REQUIREMENTS: Copy out the listing below again, swapping each "marker" for "dot" and keeping everything else the same.

DATA SUPPLIED:
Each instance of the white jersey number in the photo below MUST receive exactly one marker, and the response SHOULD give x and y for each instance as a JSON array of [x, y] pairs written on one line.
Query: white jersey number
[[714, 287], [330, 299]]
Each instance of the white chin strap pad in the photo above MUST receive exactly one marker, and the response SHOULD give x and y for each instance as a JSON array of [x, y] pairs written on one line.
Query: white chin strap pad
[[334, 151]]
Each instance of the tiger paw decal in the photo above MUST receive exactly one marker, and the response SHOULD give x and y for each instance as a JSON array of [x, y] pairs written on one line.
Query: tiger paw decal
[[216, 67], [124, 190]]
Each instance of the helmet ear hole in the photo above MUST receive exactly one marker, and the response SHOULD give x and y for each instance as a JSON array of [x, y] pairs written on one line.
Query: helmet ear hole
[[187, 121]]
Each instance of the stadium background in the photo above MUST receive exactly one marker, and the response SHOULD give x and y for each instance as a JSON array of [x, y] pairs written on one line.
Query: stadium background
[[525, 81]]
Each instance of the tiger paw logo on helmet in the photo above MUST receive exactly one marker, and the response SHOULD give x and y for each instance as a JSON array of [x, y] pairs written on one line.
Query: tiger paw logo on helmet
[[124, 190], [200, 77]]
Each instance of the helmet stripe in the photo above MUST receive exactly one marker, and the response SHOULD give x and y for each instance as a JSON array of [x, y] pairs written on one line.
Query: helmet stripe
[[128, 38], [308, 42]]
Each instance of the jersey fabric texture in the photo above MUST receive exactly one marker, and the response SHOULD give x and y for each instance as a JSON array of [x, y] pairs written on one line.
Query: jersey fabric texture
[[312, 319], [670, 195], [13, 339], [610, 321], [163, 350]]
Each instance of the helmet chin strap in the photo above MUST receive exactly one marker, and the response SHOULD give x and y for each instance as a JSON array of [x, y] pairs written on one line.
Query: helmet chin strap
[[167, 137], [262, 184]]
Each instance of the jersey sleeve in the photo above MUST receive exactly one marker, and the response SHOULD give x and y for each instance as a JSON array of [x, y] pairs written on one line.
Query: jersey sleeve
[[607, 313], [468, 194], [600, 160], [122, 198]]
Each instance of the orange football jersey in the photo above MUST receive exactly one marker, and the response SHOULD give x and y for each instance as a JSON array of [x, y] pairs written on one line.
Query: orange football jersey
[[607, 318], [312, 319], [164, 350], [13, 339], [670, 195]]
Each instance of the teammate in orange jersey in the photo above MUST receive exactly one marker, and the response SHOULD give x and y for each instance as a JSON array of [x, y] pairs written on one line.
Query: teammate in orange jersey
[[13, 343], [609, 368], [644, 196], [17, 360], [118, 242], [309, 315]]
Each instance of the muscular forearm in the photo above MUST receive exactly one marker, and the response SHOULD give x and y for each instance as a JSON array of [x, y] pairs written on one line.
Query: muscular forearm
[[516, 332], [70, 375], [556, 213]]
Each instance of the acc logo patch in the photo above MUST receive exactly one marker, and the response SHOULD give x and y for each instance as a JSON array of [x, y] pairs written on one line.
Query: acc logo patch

RESULT FOR THIS TASK:
Each instance of the white jersey number in the photo below MUST receive exactly one dot, and the response SHOULD give x and y for each instance as a JSON array of [x, y] pairs written on one line.
Query: white jersey number
[[714, 287], [330, 299]]
Each instance of the white chin strap pad in the photo above MUST receive exactly one dot, and the response SHOULD give x and y for each instance as a JSON array of [x, y] pairs written on one line.
Query: white chin strap pad
[[334, 151]]
Each instance of the tiger paw decal in the photo above MUST receive exactly one dot, and the response SHOULD give x and y for each instance as a JSON array of [x, y] pairs written on one line.
Query: tiger paw decal
[[216, 67], [124, 190]]
Each instance of the helmet ear hole in the photo above MUST receive exactly one dot, and the response SHOULD give x and y for each instance as a JSON array of [x, y] pairs written on one line.
Query: helmet ear hole
[[187, 121]]
Each instance of the stadium background in the photo above MUST receive exactly one dot, and the response SHOULD give x and y for each instance as a JSON array of [x, y] pairs written on one line.
Query: stadium background
[[525, 81]]
Each instance of the tiger paw logo on helmet in the photo above MUST receive exactly one dot, and the response SHOULD give x and y for each instance as a JSON array of [x, y] pairs written on one line.
Query: tiger paw logo on helmet
[[124, 190], [200, 77]]
Each instance of the helmet stripe in the photo above MUST receive exactly one dot, and the response SHOULD give x and y for each instance as a JSON array of [x, y] pairs written on one line.
Query: helmet stripe
[[128, 38], [308, 42]]
Each instance of the jersey fabric texture in the photo above MUST receive exactly one dot, and the response SHOULD give x and y for each instance as a JSON array of [x, y] pairs written on one line.
Query: jersey fabric texture
[[312, 319], [670, 195], [13, 339], [610, 321], [163, 350]]
Each instance of the helmet chin strap in the photo above MUST receive exactly one dot, and the response SHOULD give x and y for each instance as a JSON array of [x, y] pairs written on one line.
Query: helmet chin strap
[[167, 137], [262, 184]]
Each instance of the jersey sleeve in the photo above MUST receive exactly one dot, and the response SHOULD give x and y for each instance as a JSON array of [x, y] pairs written on one line.
Query: jersey sleeve
[[607, 313], [468, 194], [600, 160], [122, 198]]
Each instance of the orange football jersey in the photo above MUST receive exactly one dot, and the response SHOULD give x and y for each instance as a JSON array of [x, y] pairs written on one line.
Query: orange football jersey
[[607, 318], [312, 319], [164, 350], [13, 339], [670, 195]]
Each instance of the teammate in orange jersey in the photo above MUST receive exactly one dot, and the response SHOULD give x and y for each instance as a JSON array of [x, y] pairs written on one line.
Query: teammate in orange jersey
[[13, 343], [609, 368], [644, 196], [17, 360], [118, 242], [309, 315]]
Each instance of the muscular forearm in the photo above MUST receive exactly one dot, and the response SHOULD give x and y for each instance as a JSON array of [x, y] pairs written on one line.
Query: muscular forearm
[[516, 332], [70, 375], [556, 213]]
Each instance of the acc logo patch in the photo above MUST receive exactly one dot, and the response SHOULD give x and y for each instance as a JSON array of [x, y] pairs written on one line.
Query: acc logo patch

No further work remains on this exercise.